▶ [Отрывок текста]
А между тем немецкие войска за три дня прошли всего лишь 25--30 верст. Я и теперь не могу объяснить эту медленность их продвижения. Может быть, при мощности артиллерии у них не было в районе прорыва достаточного количества пехоты, чтобы решительным ударом закрепить свой успех? Может быть, моральное состояние их частей было ниже обычного уровня? Во всяком случае, наши войска, о которых немецкое командование так презрительно отзывалось в своих бюллетенях, все же чувствительным образом задерживали продвижение противника.
22-го ранним утром, еще до рассвета, я отправил Керенскому и Чхеидзе новую телеграмму, составленную в согласии с ген. Болдыревым:
"Положение в районе Двинского прорыва с каждым часом становится более грозным. Противник, развивая успех первых дней, наступает и теснит наши войска. Нет ни бегства, ни отказа от исполнения приказа, но складывается неуверенность войск в своих силах, отсутствие боевой подготовки и, как следствие этого, недостаток устойчивости в полевой войне. Решающее значение имеет также огромный перевес артиллерии про
тивника. Потери наши велики, но в других частях проявляются признаки усталости..."

▶ [Задание a]
Повторите без изменений фрагмент листинга от самого его начала до строки, содержащей «Target: pool deck», включительно.

(Фрагменты данных для указания точек)
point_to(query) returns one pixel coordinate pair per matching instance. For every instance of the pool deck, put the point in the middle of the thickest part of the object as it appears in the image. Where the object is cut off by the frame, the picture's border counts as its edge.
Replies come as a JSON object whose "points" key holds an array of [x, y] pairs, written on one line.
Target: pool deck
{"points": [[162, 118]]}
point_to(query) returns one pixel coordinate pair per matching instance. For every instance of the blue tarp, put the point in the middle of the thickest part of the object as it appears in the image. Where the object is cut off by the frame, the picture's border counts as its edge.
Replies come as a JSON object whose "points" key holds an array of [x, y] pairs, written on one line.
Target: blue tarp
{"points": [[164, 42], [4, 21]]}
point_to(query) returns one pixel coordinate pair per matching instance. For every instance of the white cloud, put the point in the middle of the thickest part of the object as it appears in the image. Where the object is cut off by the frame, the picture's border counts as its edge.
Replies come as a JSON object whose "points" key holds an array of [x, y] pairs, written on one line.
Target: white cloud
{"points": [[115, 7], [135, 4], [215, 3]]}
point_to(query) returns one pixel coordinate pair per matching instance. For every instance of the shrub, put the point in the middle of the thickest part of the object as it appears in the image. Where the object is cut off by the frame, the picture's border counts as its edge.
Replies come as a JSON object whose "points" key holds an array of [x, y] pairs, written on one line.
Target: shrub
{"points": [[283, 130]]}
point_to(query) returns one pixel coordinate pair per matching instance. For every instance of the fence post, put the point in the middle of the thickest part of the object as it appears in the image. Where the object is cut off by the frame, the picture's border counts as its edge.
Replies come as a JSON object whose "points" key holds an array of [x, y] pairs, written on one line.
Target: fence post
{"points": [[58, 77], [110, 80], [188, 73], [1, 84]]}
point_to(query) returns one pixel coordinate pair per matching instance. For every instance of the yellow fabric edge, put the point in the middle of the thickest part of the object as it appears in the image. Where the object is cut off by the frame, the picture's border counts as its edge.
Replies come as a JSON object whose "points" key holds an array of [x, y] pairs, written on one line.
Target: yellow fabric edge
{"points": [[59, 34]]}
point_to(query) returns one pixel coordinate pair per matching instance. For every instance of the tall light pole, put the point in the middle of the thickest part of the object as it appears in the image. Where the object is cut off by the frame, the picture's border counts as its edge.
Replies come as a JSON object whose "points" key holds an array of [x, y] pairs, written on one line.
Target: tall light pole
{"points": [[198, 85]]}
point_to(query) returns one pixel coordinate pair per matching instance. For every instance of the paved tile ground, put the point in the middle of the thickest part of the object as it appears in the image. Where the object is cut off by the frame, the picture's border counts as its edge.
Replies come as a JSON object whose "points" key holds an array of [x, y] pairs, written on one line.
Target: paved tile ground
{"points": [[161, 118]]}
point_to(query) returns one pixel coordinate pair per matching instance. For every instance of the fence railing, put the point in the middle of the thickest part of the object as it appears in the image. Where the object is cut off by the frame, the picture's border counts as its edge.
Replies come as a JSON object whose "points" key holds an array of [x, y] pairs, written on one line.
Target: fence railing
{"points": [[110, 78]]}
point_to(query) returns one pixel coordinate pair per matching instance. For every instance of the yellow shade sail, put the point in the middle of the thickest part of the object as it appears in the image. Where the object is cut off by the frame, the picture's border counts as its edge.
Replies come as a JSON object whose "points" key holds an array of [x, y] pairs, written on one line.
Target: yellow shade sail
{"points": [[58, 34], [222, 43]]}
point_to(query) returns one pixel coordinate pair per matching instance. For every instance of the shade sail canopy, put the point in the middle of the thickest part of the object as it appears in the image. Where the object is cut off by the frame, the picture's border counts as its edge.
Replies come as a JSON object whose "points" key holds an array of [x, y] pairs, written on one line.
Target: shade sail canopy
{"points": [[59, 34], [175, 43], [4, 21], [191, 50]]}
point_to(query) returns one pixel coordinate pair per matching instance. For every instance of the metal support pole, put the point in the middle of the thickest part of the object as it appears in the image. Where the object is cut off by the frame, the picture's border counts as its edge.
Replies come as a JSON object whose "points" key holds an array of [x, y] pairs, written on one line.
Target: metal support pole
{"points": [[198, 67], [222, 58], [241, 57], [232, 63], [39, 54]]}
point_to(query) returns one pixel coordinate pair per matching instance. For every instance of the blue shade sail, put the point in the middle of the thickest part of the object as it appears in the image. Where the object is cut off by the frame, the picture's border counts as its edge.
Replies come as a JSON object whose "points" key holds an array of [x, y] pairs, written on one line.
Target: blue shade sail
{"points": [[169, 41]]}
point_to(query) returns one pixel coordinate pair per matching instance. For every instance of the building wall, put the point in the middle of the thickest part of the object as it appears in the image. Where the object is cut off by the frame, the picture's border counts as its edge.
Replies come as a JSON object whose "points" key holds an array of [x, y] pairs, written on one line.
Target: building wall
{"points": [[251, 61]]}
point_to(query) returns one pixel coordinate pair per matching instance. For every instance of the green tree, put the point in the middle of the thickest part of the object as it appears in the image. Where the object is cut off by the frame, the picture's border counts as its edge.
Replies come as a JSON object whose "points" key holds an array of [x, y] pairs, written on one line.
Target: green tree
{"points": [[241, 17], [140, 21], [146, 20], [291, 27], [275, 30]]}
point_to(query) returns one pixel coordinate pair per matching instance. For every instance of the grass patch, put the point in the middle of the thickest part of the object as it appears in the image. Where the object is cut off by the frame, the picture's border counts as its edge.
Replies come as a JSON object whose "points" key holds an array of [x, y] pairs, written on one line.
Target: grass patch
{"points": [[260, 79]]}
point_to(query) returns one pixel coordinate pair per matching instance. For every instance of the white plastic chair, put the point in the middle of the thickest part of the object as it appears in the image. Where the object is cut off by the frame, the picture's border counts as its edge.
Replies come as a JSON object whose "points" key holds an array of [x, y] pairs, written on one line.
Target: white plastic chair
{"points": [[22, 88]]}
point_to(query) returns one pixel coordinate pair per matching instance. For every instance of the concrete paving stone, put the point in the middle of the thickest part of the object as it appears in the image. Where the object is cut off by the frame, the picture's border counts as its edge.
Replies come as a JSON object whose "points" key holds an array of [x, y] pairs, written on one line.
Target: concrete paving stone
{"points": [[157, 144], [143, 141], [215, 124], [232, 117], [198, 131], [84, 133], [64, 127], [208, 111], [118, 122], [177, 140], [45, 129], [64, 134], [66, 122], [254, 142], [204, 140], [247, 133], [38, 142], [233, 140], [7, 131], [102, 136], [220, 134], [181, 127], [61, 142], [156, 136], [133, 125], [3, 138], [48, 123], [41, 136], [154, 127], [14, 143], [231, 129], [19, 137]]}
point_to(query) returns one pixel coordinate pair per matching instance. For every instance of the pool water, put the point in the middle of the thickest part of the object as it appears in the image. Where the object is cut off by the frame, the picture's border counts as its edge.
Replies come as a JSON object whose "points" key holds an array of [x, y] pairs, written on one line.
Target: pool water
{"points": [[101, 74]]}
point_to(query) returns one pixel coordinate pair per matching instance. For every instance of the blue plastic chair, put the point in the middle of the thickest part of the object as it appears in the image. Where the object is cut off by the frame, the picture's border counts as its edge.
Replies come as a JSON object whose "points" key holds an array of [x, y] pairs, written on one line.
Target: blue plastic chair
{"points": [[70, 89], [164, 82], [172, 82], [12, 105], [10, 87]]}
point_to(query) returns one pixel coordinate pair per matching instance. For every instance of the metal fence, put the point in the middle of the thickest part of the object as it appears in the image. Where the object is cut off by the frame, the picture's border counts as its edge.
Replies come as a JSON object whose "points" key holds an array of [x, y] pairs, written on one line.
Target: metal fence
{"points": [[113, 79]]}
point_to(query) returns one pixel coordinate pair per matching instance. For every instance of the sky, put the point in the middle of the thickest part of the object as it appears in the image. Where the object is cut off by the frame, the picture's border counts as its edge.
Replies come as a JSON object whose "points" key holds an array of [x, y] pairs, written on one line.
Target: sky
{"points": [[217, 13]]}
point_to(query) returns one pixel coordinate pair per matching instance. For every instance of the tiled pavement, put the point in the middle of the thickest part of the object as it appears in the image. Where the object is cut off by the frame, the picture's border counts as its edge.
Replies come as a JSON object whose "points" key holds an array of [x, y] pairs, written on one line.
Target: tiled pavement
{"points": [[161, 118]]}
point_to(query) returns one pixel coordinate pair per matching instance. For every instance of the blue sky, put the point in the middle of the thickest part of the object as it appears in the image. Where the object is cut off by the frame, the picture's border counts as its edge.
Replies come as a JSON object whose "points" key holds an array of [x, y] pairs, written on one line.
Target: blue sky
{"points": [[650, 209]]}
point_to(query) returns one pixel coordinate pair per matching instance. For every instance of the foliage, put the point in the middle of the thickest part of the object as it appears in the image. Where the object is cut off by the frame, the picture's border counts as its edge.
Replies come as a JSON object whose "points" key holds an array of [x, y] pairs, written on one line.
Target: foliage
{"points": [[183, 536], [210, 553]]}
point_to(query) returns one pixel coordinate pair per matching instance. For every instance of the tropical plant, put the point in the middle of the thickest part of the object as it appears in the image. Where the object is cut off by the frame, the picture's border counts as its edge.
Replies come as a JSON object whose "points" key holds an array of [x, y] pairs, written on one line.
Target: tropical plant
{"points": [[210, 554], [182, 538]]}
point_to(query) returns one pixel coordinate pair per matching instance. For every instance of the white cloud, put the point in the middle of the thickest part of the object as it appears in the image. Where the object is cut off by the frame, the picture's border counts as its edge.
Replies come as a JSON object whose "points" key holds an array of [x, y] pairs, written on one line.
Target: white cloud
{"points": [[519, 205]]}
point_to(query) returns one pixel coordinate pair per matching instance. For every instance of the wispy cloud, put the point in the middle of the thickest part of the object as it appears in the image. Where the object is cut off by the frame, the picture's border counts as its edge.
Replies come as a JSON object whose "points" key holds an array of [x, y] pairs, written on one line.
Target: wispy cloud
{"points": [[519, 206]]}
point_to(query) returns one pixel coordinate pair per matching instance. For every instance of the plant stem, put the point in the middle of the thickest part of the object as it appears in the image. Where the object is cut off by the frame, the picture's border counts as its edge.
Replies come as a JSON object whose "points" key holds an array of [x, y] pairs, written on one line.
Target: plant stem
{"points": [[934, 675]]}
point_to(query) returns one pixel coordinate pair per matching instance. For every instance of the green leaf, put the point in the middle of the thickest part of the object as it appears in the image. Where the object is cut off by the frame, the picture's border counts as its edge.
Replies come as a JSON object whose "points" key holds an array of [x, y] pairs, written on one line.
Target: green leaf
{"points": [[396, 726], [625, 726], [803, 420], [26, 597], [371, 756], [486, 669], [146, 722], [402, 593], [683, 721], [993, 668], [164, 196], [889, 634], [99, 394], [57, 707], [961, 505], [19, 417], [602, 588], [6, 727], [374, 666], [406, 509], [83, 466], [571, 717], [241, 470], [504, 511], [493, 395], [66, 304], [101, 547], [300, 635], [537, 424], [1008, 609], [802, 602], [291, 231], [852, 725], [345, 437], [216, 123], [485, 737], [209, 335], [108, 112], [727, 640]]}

▶ [Задание b]
Перечислите фамилии всех людей, названных в отрывке о Двинском прорыве.

▶ [Решение a]
point_to(query) returns one pixel coordinate pair per matching instance. For every instance of the pool deck, put the point in the middle of the thickest part of the object as it appears in the image. Where the object is cut off by the frame, the picture's border counts as its edge.
Replies come as a JSON object whose "points" key holds an array of [x, y] pairs, written on one line.
Target: pool deck

▶ [Решение b]
Керенский, Чхеидзе, Болдырев